* Excerto para leitura *
II.  Na fundamentação do acórdão afirma-se o seguinte:

"1. Sendo o objeto do recurso definido pelas conclusões das alegações, impõe-se conhecer das questões colocadas pela apelante e as que forem de conhecimento oficioso, sem prejuízo daquelas cuja decisão fique prejudicada pela solução dada a outras – arts. 635º e 639º do novo CPC, diploma a que aludiremos quando não se fizer menção de origem, – salientando-se, no entanto, que o tribunal não está obrigado a apreciar todos os argumentos apresentados pelas partes para sustentar os seus pontos de vista, sendo o julgador livre na interpretação e aplicação do direito – art.º 5º, nº3.
 
No caso, ponderando as conclusões de recurso, impõe-se apreciar se o título executivo apresentado reúne os requisitos para fundar a execução.

2. A Meritíssima Juiz entendeu dar resposta negativa, fundamentando a sua posição como segue:
 
Dizem se «ações executivas» aquelas em que o credor requer as providências adequadas à realização coativa de uma obrigação que lhe é devida (artigo 10.º, nº 4, do Código de Processo Civil), sendo que toda a execução tem por base um título, pelo qual se determinam o fim e os limites da ação executiva (nº 5, do mesmo normativo) e podendo o fim da execução, para o efeito do processo aplicável, pode consistir no pagamento de quantia certa, na entrega de coisa certa ou na prestação de um facto, quer positivo quer negativo (nº 6, do mesmo normativo). Relativamente à sentença enquanto título executivo dispõe o artigo 704.º, nº 6, do Código de Processo Civil: Tendo havido condenação genérica, nos termos do n.º 2 do artigo 609.º, e não dependendo a liquidação da obrigação de simples cálculo aritmético, a sentença só constitui título executivo após a liquidação no processo declarativo, sem prejuízo da imediata exequibilidade da parte que seja líquida e do disposto no n.º 7 do artigo 716.º. 
 
Ora, atenta a factualidade descrita supra, no presente caso, a liquidação não depende de simples cálculo aritmético. Tanto assim é que a exequente termina formulando o pedido de condenação (cfr. facto nº 31 da descrição dos factos) – pedido a realizar em ação declarativa e não em ação executiva. Acresce que o executado foi condenado no pagamento da quantia de 466.841$00, ou seja, 2.328.59€, sendo certo que formula um pedido no montante de 52.156,92€ (peticionando a realização perícias a fim de provar a sua alegada incapacidade d 10% e a condenação do executado no pagamento por lucros cessantes). Dispõe o artigo 726.º, nº 2, alínea a), do Código de Processo Civil: o juiz indefere liminarmente o requerimento executivo quando seja manifesta a falta ou insuficiência do título.

* Conjunto de itens *
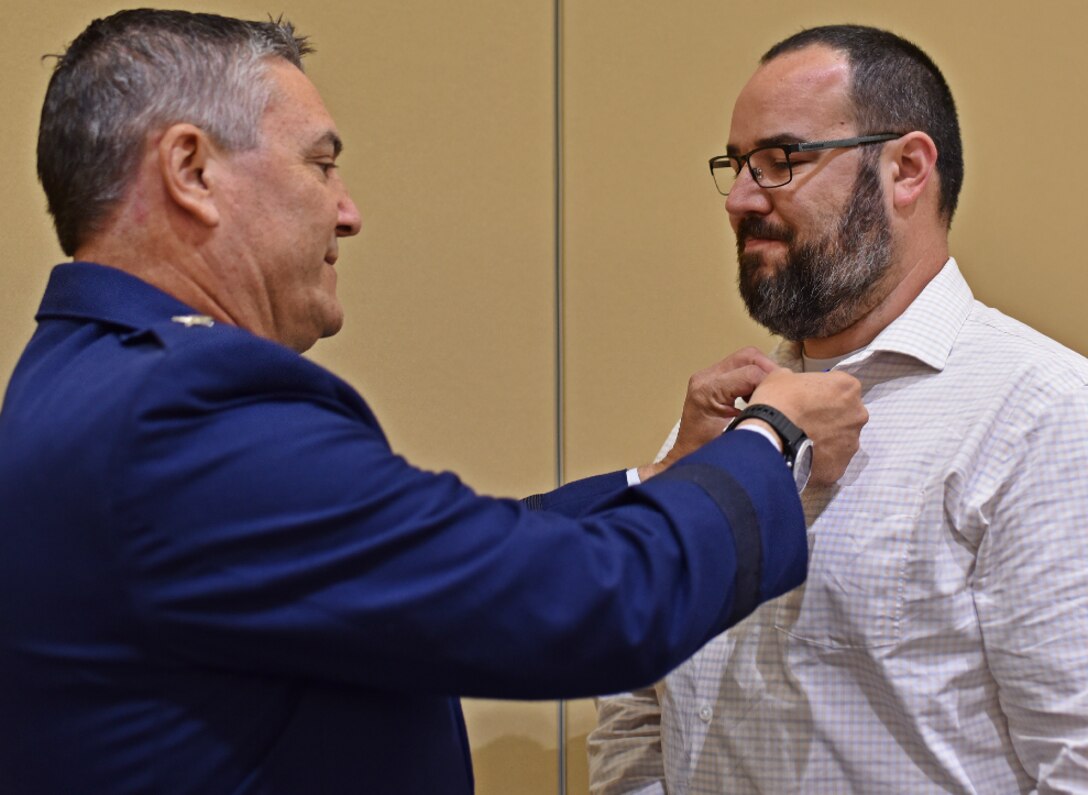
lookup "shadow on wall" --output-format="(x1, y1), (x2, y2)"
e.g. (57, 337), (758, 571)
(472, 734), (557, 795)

--

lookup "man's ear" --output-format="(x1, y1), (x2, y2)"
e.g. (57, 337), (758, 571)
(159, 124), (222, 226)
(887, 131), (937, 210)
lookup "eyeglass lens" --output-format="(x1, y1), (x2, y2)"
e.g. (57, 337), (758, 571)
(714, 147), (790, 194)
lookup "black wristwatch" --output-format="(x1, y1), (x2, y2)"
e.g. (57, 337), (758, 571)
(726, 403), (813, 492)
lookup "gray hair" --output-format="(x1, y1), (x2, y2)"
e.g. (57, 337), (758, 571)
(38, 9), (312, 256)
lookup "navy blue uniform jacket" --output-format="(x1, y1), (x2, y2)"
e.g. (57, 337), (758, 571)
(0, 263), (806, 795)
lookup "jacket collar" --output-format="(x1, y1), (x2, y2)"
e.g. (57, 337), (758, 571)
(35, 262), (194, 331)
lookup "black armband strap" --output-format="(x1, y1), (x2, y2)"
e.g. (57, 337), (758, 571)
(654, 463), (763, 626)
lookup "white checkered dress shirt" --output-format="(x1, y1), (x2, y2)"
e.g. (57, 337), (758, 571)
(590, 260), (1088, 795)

...

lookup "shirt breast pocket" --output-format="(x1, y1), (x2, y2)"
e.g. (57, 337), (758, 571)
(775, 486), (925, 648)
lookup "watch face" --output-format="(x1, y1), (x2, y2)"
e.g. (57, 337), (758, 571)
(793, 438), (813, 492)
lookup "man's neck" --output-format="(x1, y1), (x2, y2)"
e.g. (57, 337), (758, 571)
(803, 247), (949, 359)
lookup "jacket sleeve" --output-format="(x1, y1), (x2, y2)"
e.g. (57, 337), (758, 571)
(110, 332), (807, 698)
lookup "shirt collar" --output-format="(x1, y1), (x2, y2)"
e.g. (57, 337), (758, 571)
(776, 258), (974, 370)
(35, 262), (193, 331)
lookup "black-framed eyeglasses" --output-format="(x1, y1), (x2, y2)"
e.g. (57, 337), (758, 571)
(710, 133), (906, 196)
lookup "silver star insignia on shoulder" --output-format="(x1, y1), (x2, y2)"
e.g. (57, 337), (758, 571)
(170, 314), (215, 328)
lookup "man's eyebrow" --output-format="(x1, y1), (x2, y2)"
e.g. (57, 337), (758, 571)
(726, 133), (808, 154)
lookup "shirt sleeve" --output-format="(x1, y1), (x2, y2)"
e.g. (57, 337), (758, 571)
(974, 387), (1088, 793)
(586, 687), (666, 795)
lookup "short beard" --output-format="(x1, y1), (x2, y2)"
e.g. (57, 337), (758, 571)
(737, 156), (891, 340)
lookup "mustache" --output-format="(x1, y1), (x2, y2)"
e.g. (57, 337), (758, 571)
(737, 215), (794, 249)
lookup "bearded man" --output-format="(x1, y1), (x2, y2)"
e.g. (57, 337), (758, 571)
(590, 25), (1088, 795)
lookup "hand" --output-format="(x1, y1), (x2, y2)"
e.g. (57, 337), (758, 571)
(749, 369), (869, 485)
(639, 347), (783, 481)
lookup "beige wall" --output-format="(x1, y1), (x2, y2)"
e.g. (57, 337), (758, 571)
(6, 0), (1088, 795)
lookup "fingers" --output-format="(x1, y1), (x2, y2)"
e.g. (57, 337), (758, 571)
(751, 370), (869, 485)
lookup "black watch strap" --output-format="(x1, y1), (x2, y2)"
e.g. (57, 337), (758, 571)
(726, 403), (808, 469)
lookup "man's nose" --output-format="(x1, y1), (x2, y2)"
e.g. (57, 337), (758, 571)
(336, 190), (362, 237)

* Objetivo *
Por favor, prolongue o excerto do acórdão sobre o título executivo, começando logo após a sua última frase.

* Resultado do exercício *
 Atento o exposto, no presente caso, é manifesta a insuficiência do título. Não será de mais lembrar que toda a execução tem por base um título pelo qual se determinam o fim e os limites da ação executiva (artigo 10.º, 1, do CPC), sendo a existência de um título executivo pressuposto de qualquer execução
 
A apelante insurge-se, cremos que com razão.
 
O título apresentado consubstancia uma sentença condenatória (art. 703º, nº1, alínea a) proferida no âmbito de um processo de natureza criminal, consubstanciando uma condenação genérica, pelo menos em parte. 
 
Na fundamentação dessa decisão pode ler-se:
 
“Deu-se como provado que a ofendida ficou com uma incapacidade permanente parcial, cujo grau não se encontra ainda determinado. Face à inexistência de elementos que nos permitam, neste momento, fixar a perda de capacidade de ganho da lesada, relego para liquidação em execução de sentença a determinação concreta dos lucros cessantes alegados pela ofendida (art. 564º nº 2 do CC)”.
 
Trata-se de determinação consentânea com o regime fixado no art. 82º do Código de Processo Penal (“[l]iquidação em execução de sentença e reenvio para os tribunais civis”), nos termos do qual “[s]e não dispuser de elementos bastantes para fixar a indemnização, o tribunal condena no que se liquidar em execução de sentença. Neste caso, a execução corre perante o tribunal civil, servindo de título executivo a sentença penal” – nº 1.
 
Este regime diverge daquele fixado no âmbito do processo civil, em que vigora o ónus de proceder à liquidação na ação declarativa, após o trânsito em julgado da sentença de condenação genérica (art. 358º, nº2), de sorte que a sentença só constitui título executivo após a liquidação no processo declarativo (art. 704º, nº 6).
 
Foi este o regime que o tribunal de primeira instância entendeu dever aplicar ao caso, olvidando que a sentença em causa foi proferida em processo penal, como se salientou.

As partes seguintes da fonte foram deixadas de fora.